À faire:
a) Dans l'entretien sur le bonheur au travail, résumez en quelques phrases le paragraphe qui commence par « L'idéalisme fait référence aussi à la recherche de sens ». Gardez ses idées principales.
b) Reprenez l'entretien sur le bonheur au travail après sa dernière phrase et écrivez la suite.

**** Extrait du document ****

Le bonheur au travail est-ce possible ?

Isabelle du Ché (IC) : « Heureux comme un chrétien au travail » tel est le titre du livre de mon invité, paru aux Editions Artège. Bonjour Jacques de Scorraille.

Jacques de Scorraille (JS) : Bonjour Isabelle.

IC : Jacques de Scorraille vous avez fondé Ecclésia RH en 2004, un cabinet qui met son expertise au service de la sphère ecclésiale et qui accompagne les dirigeants d’institutions chrétiennes dans la mise en place d’une politique de ressources humaines innovantes. Je cite la présentation de votre cabinet, une politique qui était aussi inspirée par une vision chrétienne de la personne et du travail. Vous êtes de passage dans notre région pour assurer différentes formations notamment à Toulouse et à Nîmes, merci de faire ce passage par nos studios. Sans doute avez-vous remarqué cette ambiguïté face au travail, certains s’en méfient et n’y voient pas un lieu d’épanouissement, d’autres l’idéalisent et c’est notamment le cas des dernières générations qui sont arrivées sur le marché du travail imaginant que tout doit y être parfait. Comment vous positionnez-vous par rapport à cette ambivalence ?

JS : L’idéalisme fait référence aussi à la recherche de sens. Beaucoup recherchent un métier qui ait du sens. Beaucoup cherchent un plaisir immédiat dans ce qu’ils font et puis, finalement, quand on commence à se confronter au réel, on se rend compte que la réalité n’est pas aussi belle qu’on se l’était imaginée. Ce qui est important finalement c’est de revenir à ce rêve qui m’habite, et d’essayer de l’approfondir pour voir ce qu’il veut dire, et de voir finalement ce qu’il y a au fond de moi. Ce rêve éphémère d’un instant va probablement brûler et va disparaître en principe assez vite, au profit d’un désir plus profond. Ce désir plus profond, lui, a beaucoup de sens, car c’est le lieu de l’incarnation du Christ en nous. C’est un désir qui demeure, qui va durer dans le temps, savoir l’écouter c’est aussi savoir redonner un sens à son travail, car peu à peu on va essayer de se mettre en conformité avec ce désir de fond. Si je porte le désir depuis des années de créer mon entreprise par exemple, savoir écouter ce désir, l’approfondir, devrait me pousser à aller dans cette voie. Si j’avais été dans un simple rêve, j’aurais peut-être créé une entreprise comme ça, rapidement, sans me demander si le produit ou le service proposé me correspondait vraiment au risque de me retrouver en échec. Un temps d’approfondissement de ce désir peut permettre de mieux poser les choses pour l’avenir.

**** Lignes ****

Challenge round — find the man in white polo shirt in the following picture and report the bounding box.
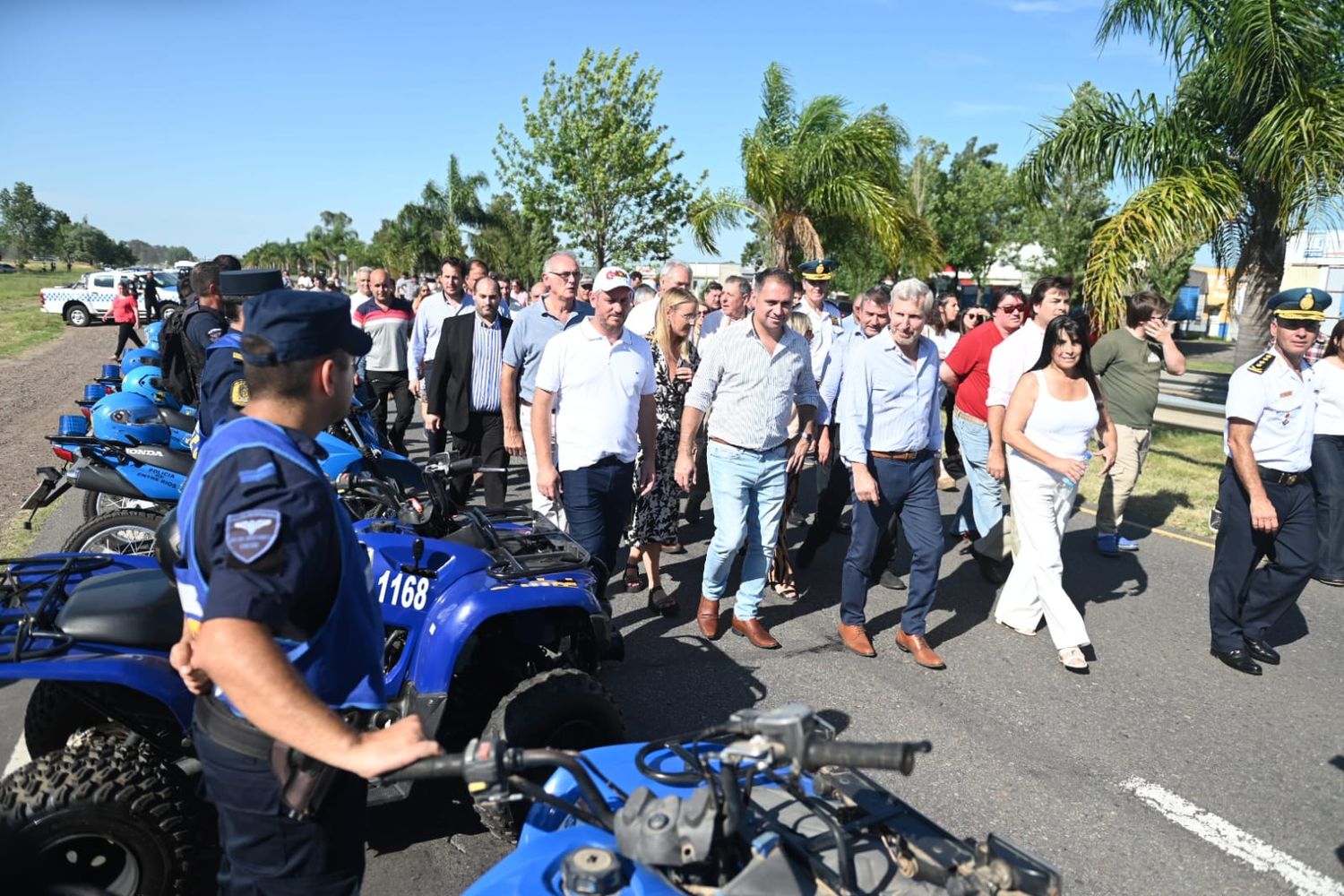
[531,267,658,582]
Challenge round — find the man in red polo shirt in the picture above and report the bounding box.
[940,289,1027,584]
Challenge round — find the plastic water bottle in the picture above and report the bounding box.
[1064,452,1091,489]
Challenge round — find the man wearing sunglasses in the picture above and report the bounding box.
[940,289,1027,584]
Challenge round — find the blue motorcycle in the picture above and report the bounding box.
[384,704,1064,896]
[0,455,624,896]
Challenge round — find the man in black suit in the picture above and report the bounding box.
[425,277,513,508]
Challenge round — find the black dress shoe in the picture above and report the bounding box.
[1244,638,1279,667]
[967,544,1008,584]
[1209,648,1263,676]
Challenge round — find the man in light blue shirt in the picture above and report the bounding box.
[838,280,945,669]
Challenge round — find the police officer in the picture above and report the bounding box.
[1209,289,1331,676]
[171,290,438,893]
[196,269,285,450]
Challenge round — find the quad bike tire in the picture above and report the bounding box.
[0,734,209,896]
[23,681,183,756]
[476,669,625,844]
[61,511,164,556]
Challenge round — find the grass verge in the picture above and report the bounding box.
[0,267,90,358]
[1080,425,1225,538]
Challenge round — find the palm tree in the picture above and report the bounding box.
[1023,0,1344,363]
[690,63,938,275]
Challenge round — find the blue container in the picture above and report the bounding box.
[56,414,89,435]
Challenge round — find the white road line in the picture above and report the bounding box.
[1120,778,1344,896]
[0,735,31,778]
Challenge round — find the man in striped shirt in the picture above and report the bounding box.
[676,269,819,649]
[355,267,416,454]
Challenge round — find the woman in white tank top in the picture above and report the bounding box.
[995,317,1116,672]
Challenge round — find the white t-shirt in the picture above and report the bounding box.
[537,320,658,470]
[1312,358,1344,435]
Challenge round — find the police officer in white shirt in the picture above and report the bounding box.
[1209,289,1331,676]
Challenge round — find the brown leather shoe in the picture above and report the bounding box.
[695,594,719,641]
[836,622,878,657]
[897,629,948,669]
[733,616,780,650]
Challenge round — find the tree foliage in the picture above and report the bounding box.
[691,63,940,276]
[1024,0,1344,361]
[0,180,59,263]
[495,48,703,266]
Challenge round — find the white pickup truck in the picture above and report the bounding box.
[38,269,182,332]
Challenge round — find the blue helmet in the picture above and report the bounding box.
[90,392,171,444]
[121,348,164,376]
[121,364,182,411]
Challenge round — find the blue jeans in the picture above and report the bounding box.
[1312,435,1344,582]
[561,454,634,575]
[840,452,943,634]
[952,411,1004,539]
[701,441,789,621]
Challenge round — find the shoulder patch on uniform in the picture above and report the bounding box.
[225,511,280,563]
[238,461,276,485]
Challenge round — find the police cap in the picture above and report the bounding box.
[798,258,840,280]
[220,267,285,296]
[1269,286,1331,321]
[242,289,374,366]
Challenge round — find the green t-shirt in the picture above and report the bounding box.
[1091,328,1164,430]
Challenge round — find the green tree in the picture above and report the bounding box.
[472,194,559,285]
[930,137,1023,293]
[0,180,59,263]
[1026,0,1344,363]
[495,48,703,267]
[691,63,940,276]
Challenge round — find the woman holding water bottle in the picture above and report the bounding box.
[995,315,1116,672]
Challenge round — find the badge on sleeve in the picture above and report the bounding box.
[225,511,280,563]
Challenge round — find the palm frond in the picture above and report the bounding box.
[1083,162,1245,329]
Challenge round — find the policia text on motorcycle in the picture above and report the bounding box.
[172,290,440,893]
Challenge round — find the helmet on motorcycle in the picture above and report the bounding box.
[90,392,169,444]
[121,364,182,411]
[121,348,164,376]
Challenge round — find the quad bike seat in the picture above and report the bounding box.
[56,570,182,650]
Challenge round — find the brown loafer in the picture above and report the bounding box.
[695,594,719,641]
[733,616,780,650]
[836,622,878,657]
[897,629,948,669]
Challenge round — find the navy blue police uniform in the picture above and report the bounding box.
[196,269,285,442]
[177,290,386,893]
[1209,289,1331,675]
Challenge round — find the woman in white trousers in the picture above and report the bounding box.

****

Résultats:
a) Beaucoup cherchent un métier qui ait du sens et un plaisir immédiat, puis découvrent au contact du réel que la réalité est moins belle qu'imaginé. Il faut alors revenir à son rêve et l'approfondir. Ce rêve éphémère disparaît vite au profit d'un désir plus profond et durable, lieu de l'incarnation du Christ en nous. Écouter ce désir et s'y conformer peu à peu redonne un sens à son travail. Ainsi, un désir porté depuis des années de créer son entreprise devrait pousser dans cette voie. Un simple rêve, lui, pourrait mener à créer une entreprise trop vite, sans vérifier qu'elle nous correspond, au risque de l'échec. Prendre le temps d'approfondir ce désir aide à mieux préparer l'avenir.

b)
IC : Et c’est aussi une façon d’apprendre à mieux se connaître ?



JS : Oui c’est ça. Dans la vie professionnelle, on se révèle. Si on va prendre un verre ensemble, Isabelle, on va prendre beaucoup de plaisir à échanger. En revanche, si on doit construire ensemble quelque chose, on se révèle chacun dans nos façons de travailler. Par le travail on découvre ceux qui sont rapides, ceux qui sont lents, ceux qui sont craintifs, ceux qui le sont moins. Ainsi au travail on apprend à se connaître, à


se dévoiler à soi-même, à se révéler aux autres. En connaissant mieux nos points forts, nos points faibles, cela nous permet, le cas échéant, d’aller chercher des secours là où il faut. On découvre ainsi l’indispensable complémentarité entre collègues dans le travail.


IC : Votre ouvrage aborde de nombreux sujets comme le premier emploi, les relations avec les collaborateurs, avec le chef, avec les clients, les fournisseurs, et vous partez à chaque fois d’une situation concrète et vous apportez ensuite des conseils pratiques, vous vous interrogez enfin sur ce qu’apporte d’être chrétien dans la situation donnée. Est-ce qu’il y a pour vous une façon particulière de travailler qui est propre au chrétien ?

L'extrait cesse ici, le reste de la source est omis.